Reading passage.
━━━━━━

Sydney Viengluang is a Lao American actress who currently can be seen as Sun Mei on Syfy’s Z Nation. I got the chance to talk with Sydney about how she got into acting, what’s on her acting bucket list, what Sun Mei is up to this season, what her favorite kind of cheese is (true Z Nation fans will get the reference), and so much more! Keep reading to see what she had to say.
Tell me a little bit about how you got into acting.
I was always drawn to the movies as a child and remember always looking forward to Fridays when my dad would take me and my sisters to go rent the latest new releases. I never fathomed that being an actor was possible, so I thought the closest I could get to Hollywood would be on the business side. My very first job out in LA was in accounting at a major movie studio. After sitting behind an accounting desk, I realized that my life had a bigger purpose, so I took my first acting class and fell in love with it.
Was there a specific person or experience that you would credit with helping you decide acting is what you wanted to do for a living?
No. I think from a very early age I felt some invisible force pulling me towards something bigger than myself. I didn’t realize it growing up, but life events have led me to Hollywood and now I know that this is what I’m meant to do. I also think my very first job working on the studio lot, being so close yet so far from my dream, watching all the actors go to their auditions or to their set, somehow struck something inside of me that set me on my acting path.
You’ve had a lot of different types of roles on a lot of different mediums. Do you have an acting “bucket list” of things you still want to accomplish in your career? If so, what are some of the things on it?
Most definitely. I want to play as many diverse roles as possible, from the hero to anti-hero, including more leading lady roles. I see myself as a chameleon, so I’d love to tell different types of stories. The ones that resonate with me are the blue collar, working class stories, as well as the refugee/immigrant experience. Growing up, I didn’t get to see myself or anyone who looked like me reflected on screen. I want to tell my stories and inspire young Asian boys and girls that they can be a part of Hollywood too. As much as I love TV, my first love is film, so I’d love to do more movies.
Let’s talk Z Nation. How would you describe it to our readers who haven’t seen it or don’t know anything about it?
I like to describe Z Nation as the quirky stepsister to The Walking Dead with a lot of heart. We have everything from comedy, drama, action, and horror. We have one of the most diverse casts out on TV right now and not just that, we have multiple strong female characters on the show as well. We have something for everyone, including different ages, races, and backgrounds, and I think that’s what makes the show so popular. It’s a fun show that doesn’t take us too seriously.
I was reading about you and I couldn’t really find anything about what your audition process was like for the show. So how did you get involved in this project? Was it a relatively fast casting process or was it dragged out for weeks/months?
The LA casting director, Scotty Mullen, knew me from a movie he previously cast me in. When the part of Sun Mei came across his desk, he reached out to me to put myself on tape for the initial round of casting. He’s definitely been one of my biggest advocates since the beginning and I’ll always be grateful for him. I got a call back a week later and read for Karl [Schaefer, the showrunner], Jodi [Binstock] and Steve [Graham] (Co-EP’s). I didn’t hear anything for a couple months and was sure I didn’t get it. Until one day, my manager at the time called me and said that they wanted to offer me the part. It was surreal but a very exciting moment.
What’s in store for Sun Mei for the rest of the season? Can you hint at any of the upcoming obstacles she will face in these last few episodes of season 5?

━━━━━━

Entries provided.

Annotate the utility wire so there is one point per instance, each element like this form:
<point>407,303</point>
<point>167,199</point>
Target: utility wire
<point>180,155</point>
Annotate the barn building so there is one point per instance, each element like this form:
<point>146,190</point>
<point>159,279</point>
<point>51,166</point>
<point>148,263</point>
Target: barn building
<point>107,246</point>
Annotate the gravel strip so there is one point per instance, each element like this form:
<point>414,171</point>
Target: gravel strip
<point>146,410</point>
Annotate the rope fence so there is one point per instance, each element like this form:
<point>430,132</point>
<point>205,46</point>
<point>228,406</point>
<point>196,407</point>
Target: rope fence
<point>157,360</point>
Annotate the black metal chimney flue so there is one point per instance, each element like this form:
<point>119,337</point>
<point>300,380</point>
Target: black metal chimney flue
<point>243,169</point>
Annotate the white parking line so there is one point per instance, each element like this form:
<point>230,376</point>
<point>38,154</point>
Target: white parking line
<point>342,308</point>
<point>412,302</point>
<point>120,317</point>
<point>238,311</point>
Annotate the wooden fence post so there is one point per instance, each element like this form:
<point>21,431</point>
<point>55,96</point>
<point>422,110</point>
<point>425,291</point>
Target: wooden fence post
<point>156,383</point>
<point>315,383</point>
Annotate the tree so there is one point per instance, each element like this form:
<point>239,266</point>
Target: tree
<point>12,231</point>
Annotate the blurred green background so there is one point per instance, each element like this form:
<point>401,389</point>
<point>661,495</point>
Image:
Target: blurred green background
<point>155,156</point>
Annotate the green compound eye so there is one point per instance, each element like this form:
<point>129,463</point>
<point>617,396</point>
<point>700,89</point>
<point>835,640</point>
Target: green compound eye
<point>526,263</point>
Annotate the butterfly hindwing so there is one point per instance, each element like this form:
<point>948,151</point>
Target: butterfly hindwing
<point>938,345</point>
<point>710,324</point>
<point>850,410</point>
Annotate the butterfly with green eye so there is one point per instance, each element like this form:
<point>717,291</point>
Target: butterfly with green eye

━━━━━━

Task details. Continue the Sydney Viengluang interview past its final line.

Exercise response.
Sun Mei’s challenge this season is how she deals with the Talkers, some of whom she calls family. She’s forced to continue her research but at the detriment of her own conscious. The audience will continue to see her dealing with that internal struggle. It touches on the topic of scientific advancement for the sake of society but makes us ask “at what costs?” It’s definitely an intense season worth tuning in for.
A lot of Sun Mei’s storyline, especially this season, is focused on her work in the lab. Does any of the technical, science jargon ever trip you up when you’re saying your lines? Do you have any tricks you use to learn it/keep it all straight?
Technical jargon is always challenging, especially when you’re playing an expert or professional of some sort. It’s even more challenging when you’re in a fantastical world and the “science” is not real, so the key for me is doing extensive research as much as possible to at least know what the terms mean and doing whatever exercises that help me get comfortable with saying them naturally. There’s really no secret but to do the homework and trust that it’ll come across truthful.
Going off of that, were you a math/science kid, like Sun Mei presumably was, or were you more of an arts/English/history kid?
I loved math and science as a kid, but I also loved history. I love reading about different time periods, places, cultures and knowing why and how we got to the present day. Looking back, I think I leaned more towards math and science courses to appease my parents, but if the arts were more accepted in the Asian culture as a viable vocation I think I would have cultivated that side of me more and excelled in that field as well.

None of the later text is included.